- [Passage shown]
◇ ◇ ◇ ◇

Get a (Virtual) Life

Amid wrestling with getting Xen working (its kernel doesn’t play nicely with my video drivers… oh how I hate closed-source drivers), I downloaded VMware player. It’s free.

I first downloaded a VMware image of Mailserver by Allard Consulting. Quick review: I’ve never used it in a ‘real’ environment to send or receive e-mail (and I screwed up VMware’s networking, making things worse), but it seems extremely impressive. The one thing I have realized is that my much-raved-about spamd is very irritating if you try to telnet to port 25 to ‘test’ the mailserver. If I had a colocated server hosting multiple VPSs cough I think I’d buy the ‘real deal’ from them and use this as my mailserver.

But I think I’m going to get entirely distracted with virtual machines tonight. I’m running the latest and greatest version of Ubuntu, 7.10, codenamed “Gusty Gibbon.” But 8.04, code-named “Hardy Heron” is in early testing, and you can grab an image of it. (You can also run it on your desktop, it’s in no way ‘proprietary,’ but a lot of us aren’t hardcore enough to want to run bleeding-edge alpha code as our main OS.)

I’ve mentioned before that I was somewhat interested in the $300 PCs that Walmart was selling. They came with Linux, apparently something Google partnered with them on, dubbing the desktop environment “gOS.” (The machine also draws insanely low power.) Lo an behold, it’s out there as a VMware image. (I was also able to play around with the One Laptop per Child (OLPC) image in VMware.)

Oh, and Solaris anyone?

Fanboy

I’d gone  a while without ogling Apple products. So they came out today with some new products.

This is a neat idea. It’s their “Airport Extreme” wireless AP (with N-capability), but with a neat addition–a 500 or 1TB disk for wireless backups. Sure, the real geeks already have their Linux server in the basement with a RAID array of 500GB disks accessible over NFS and rsync, but Apple brings something cool into a nice little box, makes it work pretty seamlessly, and, get this–sells it at a fairly cheap price.  $500 for an 802.11N AP with an integrated 1TB backup fileserver?

Of course, I’d need a Mac machine to sync to it. But I’m already carrying so much stuff to class, I want something light! I guess I’d need the world’s thinnest laptop, the Apple MacBook Air.  Not only is it ridiculously small, but it takes the awesome MultiTouch technology from their iPod Touch / iPhone and applies it to the trackpad. 2GB standard, and if you don’t like the sound of your hard drive spinning, you could always opt for the 64GB solid state one. (Apparently at a cost of $1,000, though… But that’s what you pay for 64GB SSD drives right now.)

And they relaunched the AppleTV, without the suck this time. You can also do the much-rumoured movie rentals through iTunes.

Darn you, Apple! Today was supposed to be the day that I caught up on all the work I need to do!

Cool Stuff

  • FDC (FDCServers.net) has come a long way since I last dealt with them. (I remember back when they had a couple Cogent lines). They’ve now got 81 Gbps of connectivity.

◇ ◇ ◇ ◇

[Records from a data source]

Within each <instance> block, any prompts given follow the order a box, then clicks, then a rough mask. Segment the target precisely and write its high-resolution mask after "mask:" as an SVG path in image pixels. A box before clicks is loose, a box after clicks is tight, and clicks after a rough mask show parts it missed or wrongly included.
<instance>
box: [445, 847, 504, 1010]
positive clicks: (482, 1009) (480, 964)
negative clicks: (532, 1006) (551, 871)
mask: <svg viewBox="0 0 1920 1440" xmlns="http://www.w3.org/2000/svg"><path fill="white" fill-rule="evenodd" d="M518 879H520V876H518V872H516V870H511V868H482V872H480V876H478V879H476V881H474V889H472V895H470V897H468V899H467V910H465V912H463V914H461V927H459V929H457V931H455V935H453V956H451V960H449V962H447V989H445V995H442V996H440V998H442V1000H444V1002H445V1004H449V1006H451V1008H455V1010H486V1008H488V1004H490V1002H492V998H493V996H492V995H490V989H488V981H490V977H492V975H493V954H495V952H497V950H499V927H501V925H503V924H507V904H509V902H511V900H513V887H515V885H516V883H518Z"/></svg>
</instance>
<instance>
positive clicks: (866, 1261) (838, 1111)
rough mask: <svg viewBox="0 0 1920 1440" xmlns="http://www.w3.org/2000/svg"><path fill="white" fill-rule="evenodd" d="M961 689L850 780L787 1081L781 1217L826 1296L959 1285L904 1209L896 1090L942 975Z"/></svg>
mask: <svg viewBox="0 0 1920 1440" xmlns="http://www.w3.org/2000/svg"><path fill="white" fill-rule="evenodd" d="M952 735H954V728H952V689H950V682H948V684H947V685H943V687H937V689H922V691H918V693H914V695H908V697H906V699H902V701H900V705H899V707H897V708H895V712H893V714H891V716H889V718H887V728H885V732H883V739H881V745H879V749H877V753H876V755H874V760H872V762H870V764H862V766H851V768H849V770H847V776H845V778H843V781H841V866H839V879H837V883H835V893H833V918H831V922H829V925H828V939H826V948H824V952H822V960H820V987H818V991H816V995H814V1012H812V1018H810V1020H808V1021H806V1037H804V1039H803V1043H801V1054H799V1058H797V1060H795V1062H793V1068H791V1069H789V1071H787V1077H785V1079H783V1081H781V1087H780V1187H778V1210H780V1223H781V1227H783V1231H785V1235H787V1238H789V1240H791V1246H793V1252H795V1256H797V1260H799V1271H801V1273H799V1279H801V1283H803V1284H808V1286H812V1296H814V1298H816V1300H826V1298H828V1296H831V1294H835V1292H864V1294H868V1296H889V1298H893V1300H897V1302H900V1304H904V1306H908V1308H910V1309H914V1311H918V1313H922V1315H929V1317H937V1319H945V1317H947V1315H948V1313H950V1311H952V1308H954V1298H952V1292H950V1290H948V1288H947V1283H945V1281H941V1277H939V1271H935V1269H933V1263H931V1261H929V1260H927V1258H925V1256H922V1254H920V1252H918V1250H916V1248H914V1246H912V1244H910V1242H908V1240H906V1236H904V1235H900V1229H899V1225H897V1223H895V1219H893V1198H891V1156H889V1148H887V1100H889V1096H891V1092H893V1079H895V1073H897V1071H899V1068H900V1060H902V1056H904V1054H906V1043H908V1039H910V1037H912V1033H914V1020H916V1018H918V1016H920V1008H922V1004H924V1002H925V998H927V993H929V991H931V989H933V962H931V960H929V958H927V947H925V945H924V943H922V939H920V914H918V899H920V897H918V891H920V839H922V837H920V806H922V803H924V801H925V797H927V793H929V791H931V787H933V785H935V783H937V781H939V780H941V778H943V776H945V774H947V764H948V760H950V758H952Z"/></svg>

◇ ◇ ◇ ◇

- [What you will do]
1) In the blog post, what codename is given for Ubuntu 8.04?
2) Continue the blog post on virtual machines and Apple gear from the point where it stops.
The listing is separate material, unrelated to the blog post.

- [Your responses]
1) "Hardy Heron."

2)
  • Internap has long been the Internet provider when latency/speed matters. They basically buy lines from all the big providers, and peer with lots of the smaller ones, so that, unless your hosting company has their own private peering agreements, it’s basically impossible to find a shorter route. People hosting gameservers, or really just anything “high quality,” love Internap. I’ve seen prices in the $100-200 range for 1 Mbps. (This is purely for the transit: it’s all well and good to envision $100 for a 1 Mbps line to your house as good, but that’s not what it is. This is when you’re in a data center where they have a presence and run a line to them. The cost is just for them carrying your packets.)
  • FDC now has a 10 Gbps line to Internap. “Word on the street” is that Internap had some sort of odd promotion at $15/Mbps if you bought in bulk, and FDC wisely jumped, getting a 2 Gbps commit on a 10 Gbps line.
  • I’m working on getting Xen running on my laptop. It’s interested me for a long time–it’s a GPL’ed virtualization platform. You can use it on your desktop to experiment with various OSs inside VMs, but it’s also awesome on servers to run multiple virtual machines as virtual private servers.
  • Do you remember Cobalt RaQs? I distinctly remember ogling them and thinking they were the best things ever. (Of course, now we see them as 300 MHz machines…) It turns out that, when Cobalt went belly-up, they released a lot of the code under the GPL or similar. The BlueQuartz project is an active community-developed extension of that, and, combined with CentOS, it apparently runs well on “normal” computers now. (True, you don’t get the spiffy blue rackmount server or the spiffy LCD, but you do get to run it on something ten times as powerful.)
  • I’m still itching to host a TF2 server. I’ve found that they’re all either full or empty, with few in-betweens, and that a lot of them aren’t ‘adminned’ as tightly as I’d like: games like this seem to attract irritating people, and not enough servers kick/ban them.
  • cPanel seems to have come a distance since I last used that, too, and you can now license it for use just inside a VPS at $15/month.
  • Mailservers are hard to perfect. There are lots and lots of mediocre ones, but it’s rare to come across an excellent one, something that can deflect spam seamlessly, make it easy to add lots of addresses, and provide a nice web GUI. All of the technology’s out there, but for some reason, mailservers are among the hardest things in the world to configure. (Even my thermostat is easier to use!) Especially given my affinity for spamd, it’s no wonder that I’m so impressed with the Mailserver ‘appliance’ that Allard Consulting produces. It’s essentially all of the best things about mailservers (greylisting, whitelisting, SpamAssassin, Postfix with MySQL-based virtual domains, a spiffy web interface with graphs, Roundcube…), hosted on OpenBSD, coming as a pre-assembled ISO.
  • Computer hardware’s come a long way lately. I’d imagine it’d be fairly easy to assemble a machine with a good dual-core (or quad-core!) processor, 4 GB RAM, and a few 500 GB disks for around $1,000.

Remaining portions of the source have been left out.